[Opening Dataset entries section]
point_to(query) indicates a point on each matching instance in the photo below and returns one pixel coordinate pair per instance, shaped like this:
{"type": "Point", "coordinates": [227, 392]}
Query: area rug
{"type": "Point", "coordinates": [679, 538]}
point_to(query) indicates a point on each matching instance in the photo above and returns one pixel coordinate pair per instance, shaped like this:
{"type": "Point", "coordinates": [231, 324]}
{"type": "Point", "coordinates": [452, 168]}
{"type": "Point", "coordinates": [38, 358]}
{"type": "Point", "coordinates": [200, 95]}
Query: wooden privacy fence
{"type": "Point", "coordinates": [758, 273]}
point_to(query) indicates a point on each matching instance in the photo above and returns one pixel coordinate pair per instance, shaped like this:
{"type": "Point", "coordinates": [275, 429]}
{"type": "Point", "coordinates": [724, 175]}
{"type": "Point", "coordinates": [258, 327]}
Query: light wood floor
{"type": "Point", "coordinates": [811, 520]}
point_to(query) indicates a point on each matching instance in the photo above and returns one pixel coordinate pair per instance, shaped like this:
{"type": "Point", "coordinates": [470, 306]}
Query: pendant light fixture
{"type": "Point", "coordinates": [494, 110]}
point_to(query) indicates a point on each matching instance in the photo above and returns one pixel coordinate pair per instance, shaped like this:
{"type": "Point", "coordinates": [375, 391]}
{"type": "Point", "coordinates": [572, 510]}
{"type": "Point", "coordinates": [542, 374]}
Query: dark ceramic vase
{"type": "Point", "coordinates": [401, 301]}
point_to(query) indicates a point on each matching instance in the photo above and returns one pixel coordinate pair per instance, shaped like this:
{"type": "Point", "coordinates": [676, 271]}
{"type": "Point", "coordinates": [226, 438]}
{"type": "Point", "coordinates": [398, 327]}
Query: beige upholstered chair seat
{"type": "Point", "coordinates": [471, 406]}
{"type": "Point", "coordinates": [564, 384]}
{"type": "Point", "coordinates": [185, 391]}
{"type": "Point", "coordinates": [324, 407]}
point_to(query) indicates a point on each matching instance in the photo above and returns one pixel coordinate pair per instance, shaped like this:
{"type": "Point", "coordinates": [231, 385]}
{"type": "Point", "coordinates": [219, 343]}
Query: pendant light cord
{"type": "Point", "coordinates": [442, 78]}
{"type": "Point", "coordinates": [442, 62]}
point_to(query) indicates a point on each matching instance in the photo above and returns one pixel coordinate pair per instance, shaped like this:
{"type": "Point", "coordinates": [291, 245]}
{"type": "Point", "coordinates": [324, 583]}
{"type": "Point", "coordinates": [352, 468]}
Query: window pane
[Closing Dataset entries section]
Problem description =>
Copy out the data shown above without altering anything.

Written solution =>
point_to(query) indicates a point on each matching instance in the photo below and returns one pixel coordinate pair per instance, shaped like this:
{"type": "Point", "coordinates": [227, 392]}
Query: area rug
{"type": "Point", "coordinates": [679, 538]}
point_to(query) indicates a point on each matching instance in the photo above and returns one pixel coordinate pair per instance, shaped like this:
{"type": "Point", "coordinates": [231, 324]}
{"type": "Point", "coordinates": [452, 168]}
{"type": "Point", "coordinates": [38, 358]}
{"type": "Point", "coordinates": [200, 95]}
Query: wooden privacy fence
{"type": "Point", "coordinates": [758, 273]}
point_to(query) indicates a point on each matching instance in the photo above and returns one pixel coordinate pair per instance, shaped like this:
{"type": "Point", "coordinates": [275, 429]}
{"type": "Point", "coordinates": [724, 175]}
{"type": "Point", "coordinates": [258, 327]}
Query: light wood floor
{"type": "Point", "coordinates": [811, 520]}
point_to(query) indicates a point on each matching instance in the photo above and returns one pixel coordinate pair per instance, shaped like this:
{"type": "Point", "coordinates": [470, 306]}
Query: pendant light fixture
{"type": "Point", "coordinates": [494, 110]}
point_to(query) indicates a point on each matching instance in the photo above and returns one pixel coordinate pair per instance, shaped like this:
{"type": "Point", "coordinates": [375, 391]}
{"type": "Point", "coordinates": [572, 510]}
{"type": "Point", "coordinates": [542, 374]}
Query: dark ceramic vase
{"type": "Point", "coordinates": [401, 301]}
point_to(query) indicates a point on each matching instance in the photo above and returns one pixel coordinate pair per instance, shaped like this:
{"type": "Point", "coordinates": [676, 271]}
{"type": "Point", "coordinates": [226, 438]}
{"type": "Point", "coordinates": [398, 327]}
Query: beige upholstered chair seat
{"type": "Point", "coordinates": [471, 406]}
{"type": "Point", "coordinates": [564, 384]}
{"type": "Point", "coordinates": [185, 391]}
{"type": "Point", "coordinates": [324, 407]}
point_to(query) indicates a point on each matching instance in the photo above and returns one pixel coordinate pair per instance, shaped like this:
{"type": "Point", "coordinates": [231, 385]}
{"type": "Point", "coordinates": [219, 343]}
Query: pendant light cord
{"type": "Point", "coordinates": [442, 78]}
{"type": "Point", "coordinates": [442, 62]}
point_to(query) indicates a point on each matching instance in the photo above and returns one pixel coordinate pair per instance, shaped like this:
{"type": "Point", "coordinates": [291, 245]}
{"type": "Point", "coordinates": [324, 583]}
{"type": "Point", "coordinates": [352, 468]}
Query: window pane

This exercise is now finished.